QUOTED PASSAGE –
# # # # # # #

Advertising is undoubtedly an aesthetic and cultural object, yet advertisers are rarely recognised as artists. In this issue, we explore the relationship between advertising and the arts from the practitioners perspective.

We reprint a delightful chapter from Shirley Polykoff s autobiography Does She...Or Doesn’t She?, in which she details the making of one of her most famous campaigns. The eponymous Miss Clairol tagline, which originates from a hilarious exchange with her mother-in-law, could be said to have single-handedly created the market for hair dying products. Polykoff reflects on how her personal life came to bear on her professional successes, during a time when female advertising executives where few and far between.

# # # # # # #

EXTRACTED ENTRIES –

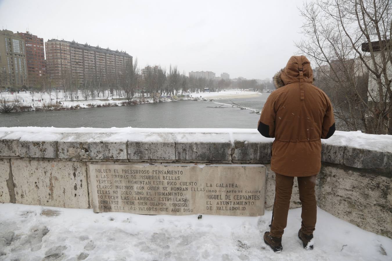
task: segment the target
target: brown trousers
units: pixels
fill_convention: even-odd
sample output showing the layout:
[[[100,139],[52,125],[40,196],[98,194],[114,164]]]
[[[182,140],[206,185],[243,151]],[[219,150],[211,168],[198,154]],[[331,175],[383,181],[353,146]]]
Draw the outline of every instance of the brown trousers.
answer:
[[[274,218],[270,234],[280,238],[287,224],[287,215],[291,198],[294,177],[276,175],[275,202],[274,203]],[[297,177],[299,200],[302,204],[301,217],[302,218],[301,229],[302,233],[310,235],[316,225],[317,205],[314,194],[316,175],[308,177]]]

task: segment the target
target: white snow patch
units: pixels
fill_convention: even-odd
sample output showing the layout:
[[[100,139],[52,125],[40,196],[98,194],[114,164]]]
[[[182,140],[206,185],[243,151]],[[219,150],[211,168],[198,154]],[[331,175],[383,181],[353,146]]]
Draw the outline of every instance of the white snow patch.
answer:
[[[149,216],[0,204],[0,259],[390,260],[392,239],[317,210],[314,249],[298,238],[301,209],[289,212],[283,251],[263,240],[271,212],[260,217]],[[342,246],[344,250],[341,251]],[[385,252],[380,251],[382,246]]]

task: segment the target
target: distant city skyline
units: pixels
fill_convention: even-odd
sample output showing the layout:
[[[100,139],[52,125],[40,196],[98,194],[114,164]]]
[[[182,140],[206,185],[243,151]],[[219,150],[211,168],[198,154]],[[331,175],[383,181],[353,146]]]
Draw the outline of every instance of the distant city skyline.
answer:
[[[28,31],[45,42],[74,40],[126,51],[141,68],[171,64],[186,75],[204,70],[262,79],[296,54],[302,2],[0,0],[0,26]]]

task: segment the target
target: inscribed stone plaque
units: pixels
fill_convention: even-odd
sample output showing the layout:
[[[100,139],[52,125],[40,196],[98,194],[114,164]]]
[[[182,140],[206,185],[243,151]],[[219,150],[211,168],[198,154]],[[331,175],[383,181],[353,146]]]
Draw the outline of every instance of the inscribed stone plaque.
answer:
[[[262,165],[91,164],[89,171],[96,212],[264,214]]]

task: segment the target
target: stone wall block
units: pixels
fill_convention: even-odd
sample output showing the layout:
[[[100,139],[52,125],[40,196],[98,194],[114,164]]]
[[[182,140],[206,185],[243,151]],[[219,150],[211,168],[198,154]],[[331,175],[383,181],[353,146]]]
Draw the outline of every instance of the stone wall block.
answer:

# # # # # # #

SET OF TASKS –
1/ According to the passage on advertising and the arts, where did the Miss Clairol tagline originate?
2/ Continue the passage on advertising and the arts, starting after its final sentence.

TASK-BY-TASK ANSWERS –
1/ It came from a hilarious exchange between Shirley Polykoff and her mother-in-law.

2/
In Is it Possible To Be a Commercial Artist? Dilemmas Faced by Advertising Industry Employees with Artistic Backgrounds in Poland, Kamil Luczaj interviews Polish creatives on the everyday tensions they face between artistry and commerce. He hereby continues to document an already rich history of artist advertisers, but shines a light on the Polish context. It is clear that the artist identity is difficult to uphold in commercial contexts, and a reconciliation seems unlikely.

Michael L. Ross delves deeply into these precarious tensions and dual identities in his book Designing Fictions: Literature Confronts Advertising (McGill-Queens University Press, 2015), which Astrid Van den Bossche reviews for this issue. Ross documents a history of literary renditions of advertising, in which each tale varies in its celebration or condemnation of the realities of the promotional world.